- **REQUIRED TASK**
Copy word for word the lines of the records below, from the line containing "the bison in" through the end of the records, including both ends.
start THE INPUT
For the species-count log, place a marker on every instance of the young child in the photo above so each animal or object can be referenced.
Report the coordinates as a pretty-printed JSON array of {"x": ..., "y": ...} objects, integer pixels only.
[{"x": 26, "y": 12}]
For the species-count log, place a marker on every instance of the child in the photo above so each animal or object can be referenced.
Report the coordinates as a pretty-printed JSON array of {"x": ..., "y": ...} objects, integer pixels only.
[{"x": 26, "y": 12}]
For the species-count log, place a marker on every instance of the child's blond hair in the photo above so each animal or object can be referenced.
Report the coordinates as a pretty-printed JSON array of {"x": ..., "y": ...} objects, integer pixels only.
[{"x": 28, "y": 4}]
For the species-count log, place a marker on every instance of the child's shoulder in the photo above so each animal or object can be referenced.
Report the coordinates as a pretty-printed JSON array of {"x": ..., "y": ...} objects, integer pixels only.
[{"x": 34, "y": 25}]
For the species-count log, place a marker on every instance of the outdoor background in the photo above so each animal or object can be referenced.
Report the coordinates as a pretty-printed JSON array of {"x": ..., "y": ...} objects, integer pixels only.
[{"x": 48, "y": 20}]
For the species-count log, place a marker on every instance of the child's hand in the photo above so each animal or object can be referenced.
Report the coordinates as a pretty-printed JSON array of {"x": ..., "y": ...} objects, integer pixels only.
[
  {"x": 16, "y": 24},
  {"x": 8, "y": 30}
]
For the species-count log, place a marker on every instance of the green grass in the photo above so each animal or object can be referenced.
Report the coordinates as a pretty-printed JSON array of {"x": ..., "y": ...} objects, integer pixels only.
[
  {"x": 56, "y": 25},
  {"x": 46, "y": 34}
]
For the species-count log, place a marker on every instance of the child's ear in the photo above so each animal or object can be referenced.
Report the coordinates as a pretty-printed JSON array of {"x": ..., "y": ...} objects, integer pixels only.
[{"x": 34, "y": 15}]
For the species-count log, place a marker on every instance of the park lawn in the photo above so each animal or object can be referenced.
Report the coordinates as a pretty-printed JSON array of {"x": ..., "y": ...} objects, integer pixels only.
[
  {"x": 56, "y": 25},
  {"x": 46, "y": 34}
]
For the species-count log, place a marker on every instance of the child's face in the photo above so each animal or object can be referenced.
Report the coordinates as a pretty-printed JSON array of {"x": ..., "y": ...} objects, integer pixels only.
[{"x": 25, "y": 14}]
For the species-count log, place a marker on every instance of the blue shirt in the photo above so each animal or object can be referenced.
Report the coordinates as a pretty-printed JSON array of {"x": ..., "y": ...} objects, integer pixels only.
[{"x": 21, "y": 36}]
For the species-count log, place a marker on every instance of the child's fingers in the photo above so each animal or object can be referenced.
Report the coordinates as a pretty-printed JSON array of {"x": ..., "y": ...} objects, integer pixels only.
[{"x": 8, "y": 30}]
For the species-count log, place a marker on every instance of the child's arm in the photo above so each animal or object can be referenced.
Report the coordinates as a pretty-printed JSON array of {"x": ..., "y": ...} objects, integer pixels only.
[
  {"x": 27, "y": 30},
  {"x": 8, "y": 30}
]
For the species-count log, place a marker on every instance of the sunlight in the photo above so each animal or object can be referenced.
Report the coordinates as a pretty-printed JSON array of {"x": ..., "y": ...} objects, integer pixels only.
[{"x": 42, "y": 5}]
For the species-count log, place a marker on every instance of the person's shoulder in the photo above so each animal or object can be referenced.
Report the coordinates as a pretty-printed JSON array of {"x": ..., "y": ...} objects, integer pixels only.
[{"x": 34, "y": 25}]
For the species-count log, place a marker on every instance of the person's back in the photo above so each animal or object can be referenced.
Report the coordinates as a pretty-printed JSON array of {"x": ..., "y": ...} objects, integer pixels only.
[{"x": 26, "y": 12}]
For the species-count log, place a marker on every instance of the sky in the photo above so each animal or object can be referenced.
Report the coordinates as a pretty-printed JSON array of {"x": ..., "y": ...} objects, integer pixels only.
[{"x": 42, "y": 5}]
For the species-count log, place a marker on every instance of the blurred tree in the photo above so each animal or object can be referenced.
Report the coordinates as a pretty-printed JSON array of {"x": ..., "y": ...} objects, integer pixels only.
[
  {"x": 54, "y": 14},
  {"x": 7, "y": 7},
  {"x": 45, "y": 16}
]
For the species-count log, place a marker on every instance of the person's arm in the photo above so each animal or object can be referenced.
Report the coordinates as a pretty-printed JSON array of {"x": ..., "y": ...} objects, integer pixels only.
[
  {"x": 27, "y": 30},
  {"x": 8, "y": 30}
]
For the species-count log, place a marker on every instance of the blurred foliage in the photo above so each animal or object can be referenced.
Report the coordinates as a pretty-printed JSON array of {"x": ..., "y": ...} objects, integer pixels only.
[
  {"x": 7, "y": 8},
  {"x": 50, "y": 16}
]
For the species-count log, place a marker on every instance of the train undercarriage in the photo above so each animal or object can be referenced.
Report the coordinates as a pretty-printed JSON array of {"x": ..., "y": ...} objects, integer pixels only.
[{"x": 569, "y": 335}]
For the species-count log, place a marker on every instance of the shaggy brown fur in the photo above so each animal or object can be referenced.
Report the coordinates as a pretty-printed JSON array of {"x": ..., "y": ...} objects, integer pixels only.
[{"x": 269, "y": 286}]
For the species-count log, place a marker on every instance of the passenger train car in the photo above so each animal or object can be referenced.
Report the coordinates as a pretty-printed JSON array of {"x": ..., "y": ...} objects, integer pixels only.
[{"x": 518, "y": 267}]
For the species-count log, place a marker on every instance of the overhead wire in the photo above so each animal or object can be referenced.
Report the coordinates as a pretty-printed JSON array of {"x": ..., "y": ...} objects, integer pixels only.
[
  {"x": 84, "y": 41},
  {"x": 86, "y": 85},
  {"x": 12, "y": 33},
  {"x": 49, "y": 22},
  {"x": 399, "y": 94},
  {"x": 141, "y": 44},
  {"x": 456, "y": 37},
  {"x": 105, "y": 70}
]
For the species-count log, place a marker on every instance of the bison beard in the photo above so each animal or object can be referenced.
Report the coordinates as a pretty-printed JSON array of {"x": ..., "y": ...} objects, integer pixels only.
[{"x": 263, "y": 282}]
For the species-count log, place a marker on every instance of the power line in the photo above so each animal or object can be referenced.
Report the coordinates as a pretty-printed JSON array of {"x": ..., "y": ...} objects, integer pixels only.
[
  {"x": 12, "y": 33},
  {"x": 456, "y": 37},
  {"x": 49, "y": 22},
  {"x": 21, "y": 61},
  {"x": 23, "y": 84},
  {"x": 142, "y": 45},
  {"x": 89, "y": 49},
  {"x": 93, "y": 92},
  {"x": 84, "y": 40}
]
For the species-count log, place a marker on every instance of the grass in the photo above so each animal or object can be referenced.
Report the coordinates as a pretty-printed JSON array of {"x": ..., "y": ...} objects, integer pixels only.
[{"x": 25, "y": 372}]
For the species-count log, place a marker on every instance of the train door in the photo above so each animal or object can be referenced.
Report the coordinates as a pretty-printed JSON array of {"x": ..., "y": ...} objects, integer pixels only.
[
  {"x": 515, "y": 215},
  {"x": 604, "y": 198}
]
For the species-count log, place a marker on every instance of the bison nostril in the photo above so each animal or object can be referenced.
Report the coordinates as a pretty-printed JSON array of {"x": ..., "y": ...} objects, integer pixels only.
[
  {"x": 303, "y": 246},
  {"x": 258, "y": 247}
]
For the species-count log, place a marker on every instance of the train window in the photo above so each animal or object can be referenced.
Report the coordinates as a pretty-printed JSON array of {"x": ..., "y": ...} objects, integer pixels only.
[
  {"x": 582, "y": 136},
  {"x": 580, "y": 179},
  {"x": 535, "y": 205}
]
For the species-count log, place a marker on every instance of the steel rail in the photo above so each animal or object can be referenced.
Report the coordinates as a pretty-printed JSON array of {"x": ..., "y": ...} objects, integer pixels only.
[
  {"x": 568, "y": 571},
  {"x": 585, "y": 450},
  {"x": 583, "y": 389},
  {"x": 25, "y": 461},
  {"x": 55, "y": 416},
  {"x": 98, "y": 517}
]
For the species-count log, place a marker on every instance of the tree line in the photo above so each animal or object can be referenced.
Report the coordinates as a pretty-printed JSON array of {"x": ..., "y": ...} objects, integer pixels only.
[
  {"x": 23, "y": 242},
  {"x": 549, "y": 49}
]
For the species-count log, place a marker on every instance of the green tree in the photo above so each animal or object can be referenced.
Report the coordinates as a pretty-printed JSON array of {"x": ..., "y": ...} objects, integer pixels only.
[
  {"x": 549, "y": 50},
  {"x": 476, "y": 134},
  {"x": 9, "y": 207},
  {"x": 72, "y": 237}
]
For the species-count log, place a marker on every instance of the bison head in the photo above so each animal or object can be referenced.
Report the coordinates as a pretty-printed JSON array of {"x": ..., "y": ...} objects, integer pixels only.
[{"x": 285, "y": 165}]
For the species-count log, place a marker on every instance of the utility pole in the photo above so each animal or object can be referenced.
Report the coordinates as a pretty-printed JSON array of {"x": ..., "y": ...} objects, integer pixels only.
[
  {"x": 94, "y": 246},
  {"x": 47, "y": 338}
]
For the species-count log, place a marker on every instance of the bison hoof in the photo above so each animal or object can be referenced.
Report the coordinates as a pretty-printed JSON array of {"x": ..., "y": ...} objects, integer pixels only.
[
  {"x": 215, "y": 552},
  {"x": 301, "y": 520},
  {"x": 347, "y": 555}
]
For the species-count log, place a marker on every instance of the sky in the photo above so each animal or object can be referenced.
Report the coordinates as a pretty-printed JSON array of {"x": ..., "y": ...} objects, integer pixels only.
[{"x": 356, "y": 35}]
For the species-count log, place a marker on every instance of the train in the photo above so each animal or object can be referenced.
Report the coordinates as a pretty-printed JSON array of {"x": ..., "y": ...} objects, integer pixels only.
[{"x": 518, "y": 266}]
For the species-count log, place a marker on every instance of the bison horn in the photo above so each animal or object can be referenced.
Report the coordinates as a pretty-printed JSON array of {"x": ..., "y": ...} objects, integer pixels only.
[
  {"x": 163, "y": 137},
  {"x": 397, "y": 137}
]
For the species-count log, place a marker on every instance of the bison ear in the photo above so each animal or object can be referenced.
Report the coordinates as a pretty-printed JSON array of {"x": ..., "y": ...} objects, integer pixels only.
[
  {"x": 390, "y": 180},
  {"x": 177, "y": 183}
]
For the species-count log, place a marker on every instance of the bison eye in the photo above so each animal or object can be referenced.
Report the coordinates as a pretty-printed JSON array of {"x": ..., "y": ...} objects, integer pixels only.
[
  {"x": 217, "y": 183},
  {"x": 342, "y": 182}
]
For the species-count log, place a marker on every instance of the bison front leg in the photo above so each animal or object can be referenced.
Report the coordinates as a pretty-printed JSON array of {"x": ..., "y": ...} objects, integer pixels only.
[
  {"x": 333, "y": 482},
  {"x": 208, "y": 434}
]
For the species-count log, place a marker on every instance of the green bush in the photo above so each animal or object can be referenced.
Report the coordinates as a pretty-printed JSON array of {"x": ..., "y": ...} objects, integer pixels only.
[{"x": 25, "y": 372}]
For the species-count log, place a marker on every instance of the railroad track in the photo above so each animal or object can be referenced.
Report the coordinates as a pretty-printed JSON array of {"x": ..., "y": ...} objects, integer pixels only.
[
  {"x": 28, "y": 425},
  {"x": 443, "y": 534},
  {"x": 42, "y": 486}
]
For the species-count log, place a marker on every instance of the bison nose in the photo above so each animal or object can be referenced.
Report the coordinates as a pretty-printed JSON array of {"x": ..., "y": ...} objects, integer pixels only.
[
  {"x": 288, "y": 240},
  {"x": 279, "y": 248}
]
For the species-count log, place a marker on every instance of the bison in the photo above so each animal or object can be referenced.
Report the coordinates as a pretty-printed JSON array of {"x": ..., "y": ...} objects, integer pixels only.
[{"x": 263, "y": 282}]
end THE INPUT
- **EXERCISE ANSWER**
For the species-count log, place a marker on every instance of the bison in the photo above so each animal or object can be referenced.
Report the coordinates as a pretty-printed JSON array of {"x": ..., "y": ...} objects, integer pixels only.
[{"x": 263, "y": 282}]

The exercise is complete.